▸ **Instruction**
Collect every line of the records that contains the word "positive", and copy each of those lines in full.

▸ **Data**
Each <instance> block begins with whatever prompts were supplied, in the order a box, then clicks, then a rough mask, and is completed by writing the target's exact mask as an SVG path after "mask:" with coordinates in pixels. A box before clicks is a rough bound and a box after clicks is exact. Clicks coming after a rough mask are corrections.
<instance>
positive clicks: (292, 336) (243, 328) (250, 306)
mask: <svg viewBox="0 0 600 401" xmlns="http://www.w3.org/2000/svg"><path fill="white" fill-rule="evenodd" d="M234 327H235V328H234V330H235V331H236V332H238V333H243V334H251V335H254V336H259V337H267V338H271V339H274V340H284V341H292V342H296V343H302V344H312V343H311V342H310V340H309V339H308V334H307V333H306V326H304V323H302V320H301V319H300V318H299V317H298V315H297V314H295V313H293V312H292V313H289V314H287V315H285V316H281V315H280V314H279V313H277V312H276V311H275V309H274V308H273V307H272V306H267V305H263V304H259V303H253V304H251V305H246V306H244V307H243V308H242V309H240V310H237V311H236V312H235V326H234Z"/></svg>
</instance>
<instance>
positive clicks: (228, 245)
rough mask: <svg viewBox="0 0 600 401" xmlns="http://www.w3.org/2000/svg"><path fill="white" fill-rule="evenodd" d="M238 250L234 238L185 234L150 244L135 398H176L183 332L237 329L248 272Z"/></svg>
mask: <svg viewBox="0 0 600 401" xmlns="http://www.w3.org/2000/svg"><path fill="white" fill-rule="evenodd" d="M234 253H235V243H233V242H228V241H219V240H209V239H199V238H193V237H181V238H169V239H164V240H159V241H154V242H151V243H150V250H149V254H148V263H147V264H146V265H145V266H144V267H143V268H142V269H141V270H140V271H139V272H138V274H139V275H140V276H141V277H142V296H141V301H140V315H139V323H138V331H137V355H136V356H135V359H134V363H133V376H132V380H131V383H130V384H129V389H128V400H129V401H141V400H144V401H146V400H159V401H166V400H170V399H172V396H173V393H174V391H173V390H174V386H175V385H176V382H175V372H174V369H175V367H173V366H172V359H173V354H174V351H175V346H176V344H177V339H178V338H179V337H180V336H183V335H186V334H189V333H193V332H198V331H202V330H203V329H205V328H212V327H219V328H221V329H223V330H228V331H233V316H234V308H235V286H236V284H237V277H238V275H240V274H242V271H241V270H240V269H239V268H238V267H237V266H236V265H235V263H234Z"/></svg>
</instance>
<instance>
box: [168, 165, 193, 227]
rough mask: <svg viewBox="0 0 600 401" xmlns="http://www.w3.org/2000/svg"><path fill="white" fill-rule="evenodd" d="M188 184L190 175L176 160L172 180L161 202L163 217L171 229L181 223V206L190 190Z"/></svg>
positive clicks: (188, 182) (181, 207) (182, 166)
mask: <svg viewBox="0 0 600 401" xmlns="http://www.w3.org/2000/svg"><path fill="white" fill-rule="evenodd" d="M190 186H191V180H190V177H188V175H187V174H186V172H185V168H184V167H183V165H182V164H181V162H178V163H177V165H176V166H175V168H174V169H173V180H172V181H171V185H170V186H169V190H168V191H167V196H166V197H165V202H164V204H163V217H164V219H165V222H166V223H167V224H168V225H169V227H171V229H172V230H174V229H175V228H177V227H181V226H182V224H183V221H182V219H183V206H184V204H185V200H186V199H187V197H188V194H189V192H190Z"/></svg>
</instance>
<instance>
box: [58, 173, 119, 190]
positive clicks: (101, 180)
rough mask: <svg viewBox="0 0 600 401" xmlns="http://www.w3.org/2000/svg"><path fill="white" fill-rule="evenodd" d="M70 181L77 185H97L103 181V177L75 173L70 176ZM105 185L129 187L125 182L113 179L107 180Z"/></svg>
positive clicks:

▸ **Response to this task**
positive clicks: (292, 336) (243, 328) (250, 306)
positive clicks: (228, 245)
positive clicks: (188, 182) (181, 207) (182, 166)
positive clicks: (101, 180)
positive clicks:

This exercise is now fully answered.